## THE REQUEST
Reproduce each of the entries below word for word.

**** SOURCE DATA ****

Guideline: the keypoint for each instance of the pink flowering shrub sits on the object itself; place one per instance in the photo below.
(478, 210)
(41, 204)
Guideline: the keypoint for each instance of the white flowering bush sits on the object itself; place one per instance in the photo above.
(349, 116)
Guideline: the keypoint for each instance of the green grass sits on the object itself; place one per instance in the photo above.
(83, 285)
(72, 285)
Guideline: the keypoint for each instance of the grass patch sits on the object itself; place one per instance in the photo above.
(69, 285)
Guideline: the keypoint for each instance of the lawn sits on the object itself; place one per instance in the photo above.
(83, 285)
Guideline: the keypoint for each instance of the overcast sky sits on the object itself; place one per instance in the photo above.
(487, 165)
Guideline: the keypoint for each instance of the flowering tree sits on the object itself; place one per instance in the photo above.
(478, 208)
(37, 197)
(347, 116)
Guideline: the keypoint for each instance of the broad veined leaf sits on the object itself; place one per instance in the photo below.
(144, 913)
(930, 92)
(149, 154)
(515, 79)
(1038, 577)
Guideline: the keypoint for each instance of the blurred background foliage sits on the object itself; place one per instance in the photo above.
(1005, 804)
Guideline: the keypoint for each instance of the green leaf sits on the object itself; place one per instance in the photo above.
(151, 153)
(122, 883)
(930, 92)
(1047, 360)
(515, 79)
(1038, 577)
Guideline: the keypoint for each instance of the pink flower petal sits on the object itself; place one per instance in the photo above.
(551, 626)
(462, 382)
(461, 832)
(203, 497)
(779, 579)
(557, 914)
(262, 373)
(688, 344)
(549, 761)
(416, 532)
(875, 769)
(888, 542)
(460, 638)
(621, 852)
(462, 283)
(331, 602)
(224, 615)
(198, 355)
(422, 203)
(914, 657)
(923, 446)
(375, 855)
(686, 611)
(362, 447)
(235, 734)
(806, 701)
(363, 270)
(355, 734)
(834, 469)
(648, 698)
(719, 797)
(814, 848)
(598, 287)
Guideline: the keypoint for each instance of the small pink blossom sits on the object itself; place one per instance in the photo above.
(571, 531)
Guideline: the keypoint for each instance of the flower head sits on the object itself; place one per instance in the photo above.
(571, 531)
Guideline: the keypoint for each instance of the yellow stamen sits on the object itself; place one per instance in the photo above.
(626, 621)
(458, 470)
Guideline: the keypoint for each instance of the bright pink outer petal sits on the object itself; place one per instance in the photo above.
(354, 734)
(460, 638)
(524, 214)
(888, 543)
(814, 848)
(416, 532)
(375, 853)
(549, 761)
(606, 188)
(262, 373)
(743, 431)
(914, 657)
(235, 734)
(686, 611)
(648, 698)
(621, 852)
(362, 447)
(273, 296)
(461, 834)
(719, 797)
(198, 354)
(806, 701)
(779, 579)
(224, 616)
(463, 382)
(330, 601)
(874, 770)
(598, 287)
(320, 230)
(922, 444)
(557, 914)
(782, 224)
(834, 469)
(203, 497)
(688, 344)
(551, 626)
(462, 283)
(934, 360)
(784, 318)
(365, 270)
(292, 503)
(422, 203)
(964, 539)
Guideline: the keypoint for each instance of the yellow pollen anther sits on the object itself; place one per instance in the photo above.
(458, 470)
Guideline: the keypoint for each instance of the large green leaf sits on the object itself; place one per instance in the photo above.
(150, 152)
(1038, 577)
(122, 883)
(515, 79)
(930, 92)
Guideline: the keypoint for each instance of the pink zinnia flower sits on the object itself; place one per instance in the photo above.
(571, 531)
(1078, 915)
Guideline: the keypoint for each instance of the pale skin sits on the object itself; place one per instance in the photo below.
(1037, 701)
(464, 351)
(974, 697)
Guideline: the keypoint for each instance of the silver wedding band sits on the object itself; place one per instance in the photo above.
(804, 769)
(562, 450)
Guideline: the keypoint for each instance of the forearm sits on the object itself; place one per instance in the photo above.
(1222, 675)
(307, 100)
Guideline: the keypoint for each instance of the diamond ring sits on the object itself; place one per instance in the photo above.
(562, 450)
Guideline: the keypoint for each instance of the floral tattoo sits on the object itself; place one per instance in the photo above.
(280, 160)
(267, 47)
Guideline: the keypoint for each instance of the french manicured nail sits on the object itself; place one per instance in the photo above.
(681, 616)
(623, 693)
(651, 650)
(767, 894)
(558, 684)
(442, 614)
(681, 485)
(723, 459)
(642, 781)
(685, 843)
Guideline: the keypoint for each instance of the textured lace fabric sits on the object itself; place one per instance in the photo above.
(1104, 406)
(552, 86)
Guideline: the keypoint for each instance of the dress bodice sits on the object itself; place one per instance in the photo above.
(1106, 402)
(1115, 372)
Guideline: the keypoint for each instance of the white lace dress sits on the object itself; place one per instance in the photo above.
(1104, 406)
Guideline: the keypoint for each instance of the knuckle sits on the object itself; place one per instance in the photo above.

****

## SOLVED PROBLEM
Guideline: the keypoint for each instance of the pink flowering shrub sits on the object itself; place one per instance in the photo below.
(478, 210)
(41, 204)
Guideline: the keypoint for each instance of the white flowering bush sits on the object itself; place one per instance in the photo above.
(349, 116)
Guideline: the keypoint for each instance of the green grass sits on the object itself; place one per instance in the photo above.
(83, 285)
(72, 285)
Guideline: the keypoint for each instance of the grass patch sits on the object itself; place one per instance in the photo above.
(69, 285)
Guideline: the keypoint for each instance of the lawn sits on the object itself; place one per instance in the photo above.
(83, 285)
Guideline: the keypoint for each instance of the overcast sky sits on the object itself; place one per instance in the photo above.
(487, 165)
Guideline: the keypoint for each instance of the flowering tree sits on the object itself; place one per instance in the photo above.
(478, 208)
(37, 197)
(347, 116)
Guideline: the keypoint for each instance of the broad veined leaf sits on the object itself; place one per instance in the photo below.
(144, 913)
(930, 92)
(149, 154)
(515, 79)
(1038, 577)
Guideline: the keypoint for each instance of the blurred background foliage sits on the object itself; place one per instance in the photo above.
(1005, 804)
Guideline: the keypoint for each instance of the green leaf sits on the object itself; place one per instance in the photo above.
(151, 153)
(122, 883)
(930, 92)
(1047, 360)
(515, 79)
(1038, 577)
Guideline: the keypoint for each instance of the pink flower petal sits on the object itself; place one per instance in the photo above.
(551, 626)
(462, 382)
(461, 832)
(203, 497)
(779, 579)
(557, 914)
(262, 373)
(688, 344)
(549, 761)
(416, 532)
(875, 769)
(888, 542)
(460, 638)
(621, 852)
(462, 283)
(331, 602)
(224, 615)
(198, 355)
(422, 203)
(914, 657)
(923, 446)
(375, 855)
(686, 611)
(362, 447)
(235, 734)
(806, 701)
(363, 270)
(355, 734)
(834, 469)
(648, 698)
(719, 797)
(814, 848)
(598, 287)
Guideline: the keypoint for each instance of the small pink blossom sits on the object itself; place one per instance in the photo above.
(571, 531)
Guideline: the keypoint for each instance of the flower head sits on the object itself; place one per instance in the photo above.
(571, 531)
Guideline: the keypoint for each instance of the yellow stamen sits on the object itself; place one per instance in the photo above.
(626, 621)
(458, 470)
Guideline: the keypoint for each instance of the bright pink outer petal sits on the object itself; place one per instance in the photo above.
(354, 734)
(460, 638)
(524, 214)
(888, 543)
(814, 848)
(416, 532)
(375, 853)
(549, 761)
(606, 188)
(262, 373)
(743, 431)
(914, 657)
(235, 734)
(686, 611)
(648, 698)
(621, 852)
(362, 447)
(273, 296)
(461, 834)
(719, 797)
(198, 354)
(806, 701)
(779, 579)
(224, 616)
(463, 382)
(330, 601)
(874, 770)
(598, 287)
(320, 230)
(922, 444)
(557, 914)
(782, 224)
(834, 469)
(203, 497)
(688, 344)
(551, 626)
(462, 283)
(934, 360)
(784, 318)
(365, 270)
(292, 503)
(422, 203)
(964, 539)
Guideline: the keypoint for each instance of the yellow pollen anther sits on the object itself; place one per instance in the photo above.
(458, 470)
Guideline: the keypoint for each instance of the large green leaf sits on the object itself; place one per instance in the photo above.
(150, 152)
(1038, 577)
(122, 883)
(515, 79)
(930, 92)
Guideline: the keypoint for each instance of the pink zinnia flower sits on the object itself; place one per instance in the photo above.
(571, 531)
(1078, 915)
Guideline: the keypoint for each instance of the pale skin sits on the object itself; place one per instance in the photo below.
(1037, 701)
(464, 351)
(974, 697)
Guideline: the keypoint for each instance of the silver wedding band sits on the object itself; place one per instance in the photo above.
(804, 769)
(562, 450)
Guideline: the keypoint for each instance of the forearm sits on the object itself; place one per instance in the photo above.
(1222, 675)
(307, 100)
Guideline: the keypoint for each instance of the diamond ring sits on the object itself; place one per instance in the photo above.
(562, 450)
Guideline: the keypoint for each instance of the floral tattoo sits on the object itself; place one per instance in the photo above.
(280, 160)
(267, 47)
Guideline: the keypoint for each instance of the french manicured nail sits on the object itself; place one per instance in the photo above.
(681, 616)
(623, 693)
(651, 650)
(767, 894)
(558, 684)
(442, 614)
(681, 485)
(723, 459)
(642, 781)
(685, 843)
Guideline: the keypoint for each instance of the textured lace fabric sits on the object itself; place one per instance in the photo above.
(1104, 406)
(552, 86)
Guideline: the keypoint for each instance of the dress bodice sits on the object itself; place one per instance in the photo above.
(1106, 402)
(1115, 372)
Guideline: the keypoint for each instance of the white lace dress sits on the object itself; place one per instance in the photo above.
(1104, 406)
Guideline: the keypoint for each instance of the knuckle sits on the object itself; place one per instance in the photo above.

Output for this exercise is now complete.